Give the listing below as a two-column CSV headed request and boxes, with one row for each request. Put its text and all of its answers in one quoted field each, turning line breaks into spaces.

* RECORD SET
+ + +

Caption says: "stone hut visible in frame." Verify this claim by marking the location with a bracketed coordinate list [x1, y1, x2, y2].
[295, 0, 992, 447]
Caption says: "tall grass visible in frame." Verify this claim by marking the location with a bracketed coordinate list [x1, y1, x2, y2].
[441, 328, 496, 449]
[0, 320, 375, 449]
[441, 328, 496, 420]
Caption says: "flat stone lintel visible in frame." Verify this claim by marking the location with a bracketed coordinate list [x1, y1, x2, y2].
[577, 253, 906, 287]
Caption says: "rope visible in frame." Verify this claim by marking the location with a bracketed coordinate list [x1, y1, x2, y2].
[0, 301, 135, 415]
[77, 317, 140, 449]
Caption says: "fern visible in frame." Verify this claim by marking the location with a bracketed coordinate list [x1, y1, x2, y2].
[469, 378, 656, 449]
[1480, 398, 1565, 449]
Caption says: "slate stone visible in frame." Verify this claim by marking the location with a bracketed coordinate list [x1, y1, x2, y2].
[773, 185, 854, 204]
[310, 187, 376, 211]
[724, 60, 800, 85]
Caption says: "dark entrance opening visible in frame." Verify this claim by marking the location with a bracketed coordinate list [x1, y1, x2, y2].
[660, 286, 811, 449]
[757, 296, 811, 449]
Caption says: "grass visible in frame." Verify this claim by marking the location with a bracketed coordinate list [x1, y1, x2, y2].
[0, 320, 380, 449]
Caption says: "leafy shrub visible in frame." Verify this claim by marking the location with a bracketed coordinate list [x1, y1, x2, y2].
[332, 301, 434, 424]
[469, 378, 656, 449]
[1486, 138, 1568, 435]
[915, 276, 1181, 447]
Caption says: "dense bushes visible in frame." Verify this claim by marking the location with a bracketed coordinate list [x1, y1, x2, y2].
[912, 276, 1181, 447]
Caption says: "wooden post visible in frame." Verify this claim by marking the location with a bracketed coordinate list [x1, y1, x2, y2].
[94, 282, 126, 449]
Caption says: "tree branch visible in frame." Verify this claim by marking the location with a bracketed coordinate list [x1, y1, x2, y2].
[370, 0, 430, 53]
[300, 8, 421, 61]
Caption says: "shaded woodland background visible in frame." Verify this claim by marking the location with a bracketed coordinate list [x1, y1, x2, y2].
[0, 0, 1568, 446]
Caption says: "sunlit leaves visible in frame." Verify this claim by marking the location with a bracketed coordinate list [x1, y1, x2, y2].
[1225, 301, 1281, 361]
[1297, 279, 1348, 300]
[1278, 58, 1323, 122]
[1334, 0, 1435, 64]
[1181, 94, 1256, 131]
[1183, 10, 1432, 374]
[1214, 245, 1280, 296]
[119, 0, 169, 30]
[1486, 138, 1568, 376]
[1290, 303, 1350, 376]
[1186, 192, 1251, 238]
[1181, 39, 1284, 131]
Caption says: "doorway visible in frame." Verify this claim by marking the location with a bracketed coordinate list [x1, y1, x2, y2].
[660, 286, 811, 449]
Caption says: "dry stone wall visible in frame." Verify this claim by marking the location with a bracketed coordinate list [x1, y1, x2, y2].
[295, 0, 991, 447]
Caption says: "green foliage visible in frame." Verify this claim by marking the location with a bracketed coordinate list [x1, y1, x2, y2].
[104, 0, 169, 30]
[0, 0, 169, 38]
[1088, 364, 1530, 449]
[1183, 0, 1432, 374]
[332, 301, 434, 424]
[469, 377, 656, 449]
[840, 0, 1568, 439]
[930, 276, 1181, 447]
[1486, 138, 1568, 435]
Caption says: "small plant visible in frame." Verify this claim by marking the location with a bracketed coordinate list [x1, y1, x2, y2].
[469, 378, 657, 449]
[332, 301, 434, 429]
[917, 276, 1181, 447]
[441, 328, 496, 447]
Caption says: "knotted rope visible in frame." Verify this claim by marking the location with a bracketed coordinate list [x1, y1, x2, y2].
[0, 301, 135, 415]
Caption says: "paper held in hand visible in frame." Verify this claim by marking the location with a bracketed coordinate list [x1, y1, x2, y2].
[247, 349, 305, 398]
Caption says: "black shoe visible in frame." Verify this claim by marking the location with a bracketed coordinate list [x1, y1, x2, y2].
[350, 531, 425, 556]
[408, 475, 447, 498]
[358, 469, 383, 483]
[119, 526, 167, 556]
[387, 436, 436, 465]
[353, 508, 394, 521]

+ + +

* WRITTEN RESPONSE
request,boxes
"Caption says: ""stone hut visible in frame."" Verify this claim by marking the location with a bracketed coordinate list [x1, y1, x2, y2].","[295, 0, 992, 447]"
"Caption says: ""tall grass visible in frame."" Verify this claim by marking the location with a bracketed coordinate list [x1, y1, x2, y2].","[441, 328, 496, 449] [0, 320, 375, 449] [441, 328, 496, 420]"
"Caption says: ""flat stone lintel visible in frame."" Verify this claim by marking the location with a bracketed coordinate list [x1, y1, x2, y2].","[577, 253, 906, 287]"
"Caption says: ""rope visible in frame."" Verify this claim by marking the location with a bracketed coordinate list [x1, y1, x2, y2].","[0, 301, 135, 415] [77, 317, 140, 449]"
"Caption says: ""fern visible in frame."" Verify this claim by marking the location with a bracketed coordinate list [x1, y1, x2, y2].","[469, 378, 656, 449] [1480, 398, 1565, 449]"
"Caption says: ""slate stone visible in frame."" Verify this claim by marking the location with a bracketed coordinate list [x1, y1, x2, y2].","[773, 185, 854, 204] [310, 187, 376, 211] [724, 60, 800, 85]"
"Caption says: ""dark entrance opening visible in frame."" Verify this claim by marking the location with a bracketed coordinate list [x1, y1, x2, y2].","[660, 286, 811, 449] [757, 296, 811, 449]"
"Caption says: ""grass visible in frame."" Verify this claim by marking the location with a bracketed coordinate list [x1, y1, x2, y2].","[0, 320, 380, 449]"
"Caption says: ""leafy shrub visible in frame."" Verify this claim by marking the location with a bracketed coordinate list [x1, y1, x2, y2].","[332, 301, 434, 424] [469, 378, 656, 449] [1486, 138, 1568, 435] [915, 276, 1181, 447]"
"Caption says: ""dense bushes visible in frame."" Verify this claim by marking the location with a bracketed coordinate list [x1, y1, x2, y2].","[912, 276, 1181, 447]"
"Caption says: ""wooden post visible in frame."" Verify this claim by marking the location with a bracketed coordinate list [x1, y1, x2, y2].","[94, 282, 126, 449]"
"Caption says: ""tree branch visible in frame."" Verify this claim by marking the location with a bracketed coordinate list [x1, y1, x2, y2].","[370, 0, 430, 53] [300, 8, 421, 61]"
"Caption says: ""shaded woodland background visible in frame."" Verify this claim by marking the location with a bracketed coordinate list [x1, y1, x2, y2].","[0, 0, 1568, 446]"
"Caption says: ""sunlit leaves visible in frame."" Verify this claim by marking the location with a bracketed coordinate list [x1, y1, x2, y2].","[1225, 301, 1281, 361] [1297, 279, 1348, 300] [1278, 58, 1323, 122] [1334, 0, 1435, 64] [1181, 94, 1256, 131] [1183, 10, 1432, 374] [1214, 245, 1280, 296] [119, 0, 169, 30] [1486, 138, 1568, 376] [1290, 303, 1350, 376] [1186, 192, 1251, 238] [1181, 39, 1284, 131]"
"Caption says: ""doorway visible in frame."" Verify this claim by marking the location with a bracketed coordinate list [x1, y1, x2, y2].","[660, 286, 811, 449]"
"Caption says: ""dry stone wall visible in frame."" Verify this claim by marking the location with a bracketed coordinate list [x1, y1, x2, y2].","[295, 0, 991, 447]"
"Caption says: ""green foliage visible in frame."" Verify this claim by marking the location with a bracketed coordinate list [x1, y1, x2, y2].","[104, 0, 169, 30] [0, 0, 169, 38] [1088, 364, 1530, 449] [1183, 0, 1432, 374] [332, 301, 434, 424] [469, 377, 656, 449] [840, 0, 1568, 439] [930, 276, 1181, 447] [1486, 138, 1568, 435]"
"Caption says: ""small plant visible in frame."" Verify this claim by marking the location with a bracketed coordinate list [x1, y1, x2, y2].","[469, 378, 657, 449] [332, 301, 434, 429] [917, 276, 1181, 447] [441, 328, 496, 447]"
"Caption says: ""knotted rope visible in frame."" Verify this claim by marking the location with a bracketed coordinate list [x1, y1, x2, y2].","[0, 301, 135, 415]"
"Caption says: ""paper held in hand visible in frame."" Verify this claim by marking the location with a bracketed coordinate list [x1, y1, x2, y2].","[247, 349, 305, 398]"
"Caption says: ""black shoe visible in frame."" Verify this claim by marking the location with a bracketed coordinate list [x1, y1, x2, y2].","[350, 531, 425, 556] [408, 475, 447, 498] [358, 469, 383, 483] [119, 526, 167, 556] [387, 436, 436, 465] [353, 508, 394, 521]"